_AIM_
Return, word for word, the lines of the data below starting at the one containing "Trace the outline of every instance of the tree" and ending at the one containing "420 201 L 419", with both of those lines included.

_GIVEN RECORDS_
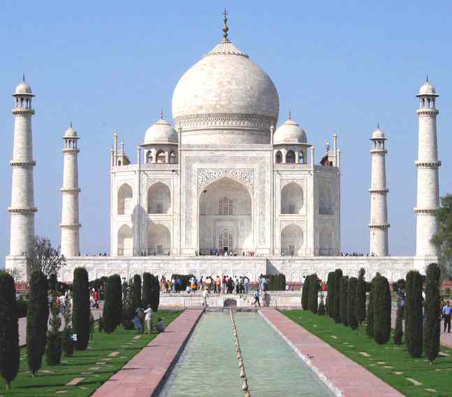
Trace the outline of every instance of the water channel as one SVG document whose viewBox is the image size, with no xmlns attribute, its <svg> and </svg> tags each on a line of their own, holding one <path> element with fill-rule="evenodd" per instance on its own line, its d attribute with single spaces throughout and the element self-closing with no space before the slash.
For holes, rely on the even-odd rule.
<svg viewBox="0 0 452 397">
<path fill-rule="evenodd" d="M 252 396 L 334 396 L 258 314 L 234 316 Z M 245 396 L 228 312 L 203 315 L 159 396 L 189 395 Z"/>
</svg>

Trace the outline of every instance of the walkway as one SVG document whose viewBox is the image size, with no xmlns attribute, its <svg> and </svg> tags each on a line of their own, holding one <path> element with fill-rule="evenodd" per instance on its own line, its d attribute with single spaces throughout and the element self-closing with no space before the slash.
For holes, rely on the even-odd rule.
<svg viewBox="0 0 452 397">
<path fill-rule="evenodd" d="M 95 397 L 149 397 L 157 390 L 203 312 L 185 310 L 93 394 Z"/>
<path fill-rule="evenodd" d="M 275 309 L 263 308 L 261 314 L 337 393 L 344 397 L 403 396 Z M 313 357 L 309 359 L 308 355 Z"/>
</svg>

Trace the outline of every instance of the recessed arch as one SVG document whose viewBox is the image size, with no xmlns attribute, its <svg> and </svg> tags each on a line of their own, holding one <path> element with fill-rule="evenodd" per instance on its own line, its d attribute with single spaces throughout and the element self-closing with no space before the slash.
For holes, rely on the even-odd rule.
<svg viewBox="0 0 452 397">
<path fill-rule="evenodd" d="M 171 208 L 171 192 L 161 182 L 157 182 L 147 189 L 147 213 L 168 214 Z"/>
<path fill-rule="evenodd" d="M 298 225 L 287 225 L 281 232 L 281 252 L 284 255 L 301 255 L 303 230 Z"/>
<path fill-rule="evenodd" d="M 133 193 L 128 183 L 123 183 L 117 192 L 117 214 L 131 214 L 133 210 Z"/>
<path fill-rule="evenodd" d="M 281 190 L 281 213 L 300 214 L 303 208 L 303 189 L 294 182 L 291 182 Z"/>
<path fill-rule="evenodd" d="M 133 253 L 133 233 L 131 228 L 123 224 L 117 232 L 117 255 L 131 257 Z"/>
</svg>

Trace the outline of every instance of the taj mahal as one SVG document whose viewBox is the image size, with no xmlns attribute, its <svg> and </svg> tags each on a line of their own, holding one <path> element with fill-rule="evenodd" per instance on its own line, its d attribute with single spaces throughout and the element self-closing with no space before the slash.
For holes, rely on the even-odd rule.
<svg viewBox="0 0 452 397">
<path fill-rule="evenodd" d="M 34 94 L 24 78 L 13 96 L 10 247 L 6 264 L 20 269 L 26 279 L 38 210 Z M 225 14 L 220 42 L 182 75 L 174 89 L 174 124 L 161 114 L 136 151 L 129 152 L 121 140 L 126 137 L 113 136 L 110 256 L 80 256 L 78 198 L 84 192 L 79 189 L 78 157 L 82 147 L 72 124 L 64 134 L 59 227 L 66 266 L 59 278 L 71 281 L 78 266 L 87 268 L 90 279 L 114 273 L 129 278 L 147 271 L 168 278 L 173 273 L 239 274 L 255 281 L 261 274 L 282 273 L 289 282 L 314 272 L 326 280 L 337 268 L 351 276 L 364 268 L 367 279 L 379 272 L 393 280 L 414 268 L 422 270 L 437 260 L 430 242 L 437 230 L 441 166 L 437 96 L 428 80 L 417 95 L 416 252 L 390 256 L 385 163 L 389 145 L 378 127 L 369 137 L 370 254 L 342 256 L 339 138 L 333 135 L 330 144 L 316 151 L 296 121 L 296 109 L 279 115 L 276 87 L 232 43 Z"/>
</svg>

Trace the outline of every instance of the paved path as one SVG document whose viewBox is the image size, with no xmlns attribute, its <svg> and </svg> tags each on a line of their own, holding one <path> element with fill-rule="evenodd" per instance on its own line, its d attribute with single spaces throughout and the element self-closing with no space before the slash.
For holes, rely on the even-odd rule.
<svg viewBox="0 0 452 397">
<path fill-rule="evenodd" d="M 94 397 L 149 397 L 159 387 L 177 359 L 203 311 L 185 310 L 112 376 Z"/>
<path fill-rule="evenodd" d="M 336 392 L 344 397 L 402 397 L 364 367 L 348 359 L 279 312 L 264 308 L 261 313 L 296 352 Z M 308 359 L 308 354 L 314 357 Z"/>
<path fill-rule="evenodd" d="M 99 309 L 92 309 L 91 311 L 93 313 L 94 319 L 96 320 L 102 315 L 102 305 L 101 305 Z M 64 319 L 61 315 L 60 315 L 60 317 L 61 318 L 62 329 Z M 19 346 L 22 347 L 25 345 L 27 345 L 27 317 L 21 317 L 19 319 Z"/>
</svg>

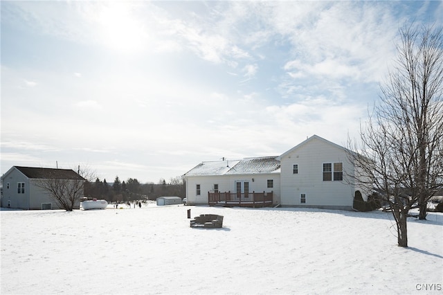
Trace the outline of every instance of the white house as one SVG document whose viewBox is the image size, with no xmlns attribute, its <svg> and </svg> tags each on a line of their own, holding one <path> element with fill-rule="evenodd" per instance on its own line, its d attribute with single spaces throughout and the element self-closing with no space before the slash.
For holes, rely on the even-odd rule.
<svg viewBox="0 0 443 295">
<path fill-rule="evenodd" d="M 59 209 L 48 193 L 37 185 L 37 181 L 44 179 L 84 181 L 72 170 L 12 166 L 1 177 L 1 207 L 25 210 Z M 78 195 L 82 197 L 83 191 L 79 192 Z M 80 208 L 80 197 L 74 208 Z"/>
<path fill-rule="evenodd" d="M 348 152 L 314 135 L 278 157 L 202 162 L 183 175 L 188 204 L 351 210 L 360 189 Z"/>
</svg>

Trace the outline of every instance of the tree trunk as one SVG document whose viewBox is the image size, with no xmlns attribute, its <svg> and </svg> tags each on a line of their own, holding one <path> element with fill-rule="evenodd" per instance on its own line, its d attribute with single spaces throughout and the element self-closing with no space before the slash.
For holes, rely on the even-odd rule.
<svg viewBox="0 0 443 295">
<path fill-rule="evenodd" d="M 420 201 L 419 206 L 419 213 L 418 215 L 418 219 L 420 220 L 426 220 L 427 212 L 427 204 L 424 201 Z"/>
<path fill-rule="evenodd" d="M 397 222 L 397 233 L 399 247 L 408 247 L 408 228 L 406 226 L 408 211 L 393 210 L 392 213 Z"/>
</svg>

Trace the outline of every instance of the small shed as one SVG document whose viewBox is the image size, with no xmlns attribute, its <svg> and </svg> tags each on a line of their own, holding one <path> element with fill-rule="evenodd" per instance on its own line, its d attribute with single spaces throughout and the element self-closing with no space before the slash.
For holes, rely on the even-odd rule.
<svg viewBox="0 0 443 295">
<path fill-rule="evenodd" d="M 180 197 L 159 197 L 157 198 L 157 206 L 175 205 L 181 204 Z"/>
</svg>

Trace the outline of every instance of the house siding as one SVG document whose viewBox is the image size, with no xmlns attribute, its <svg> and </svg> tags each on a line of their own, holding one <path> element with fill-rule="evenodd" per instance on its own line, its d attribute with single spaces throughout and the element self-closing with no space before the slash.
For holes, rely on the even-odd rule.
<svg viewBox="0 0 443 295">
<path fill-rule="evenodd" d="M 323 181 L 323 164 L 343 163 L 343 181 Z M 280 159 L 281 203 L 284 206 L 306 206 L 350 209 L 354 186 L 345 179 L 345 172 L 352 173 L 344 149 L 320 138 L 312 138 Z M 298 173 L 293 173 L 293 165 Z M 301 203 L 301 194 L 306 202 Z"/>
<path fill-rule="evenodd" d="M 11 169 L 3 175 L 3 196 L 1 197 L 1 207 L 28 209 L 29 208 L 29 181 L 28 177 L 17 169 Z M 19 194 L 17 192 L 17 184 L 25 184 L 25 193 Z M 8 188 L 9 183 L 9 188 Z"/>
</svg>

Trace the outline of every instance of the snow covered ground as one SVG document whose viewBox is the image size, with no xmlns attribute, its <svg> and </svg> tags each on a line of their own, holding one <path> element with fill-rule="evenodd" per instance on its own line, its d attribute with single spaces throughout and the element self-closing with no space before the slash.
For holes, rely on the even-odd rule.
<svg viewBox="0 0 443 295">
<path fill-rule="evenodd" d="M 224 216 L 223 229 L 189 227 Z M 443 215 L 138 207 L 0 213 L 2 294 L 442 294 Z M 431 285 L 433 284 L 433 285 Z"/>
</svg>

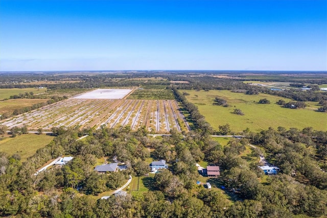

_RESPONSE BELOW_
Trace the outline of every instance of the tree trunk as one SVG document whose viewBox is the image size, with no xmlns attribute, its <svg> and </svg> tags each on a line of their own, holding one <path> element with fill-rule="evenodd" per instance on its own line, its d attribute with single spaces throughout and the element self-closing with no space before the slash.
For holes, rely on the even-odd rule.
<svg viewBox="0 0 443 295">
<path fill-rule="evenodd" d="M 420 201 L 419 206 L 419 213 L 418 215 L 418 219 L 420 220 L 426 220 L 427 212 L 427 204 L 424 201 Z"/>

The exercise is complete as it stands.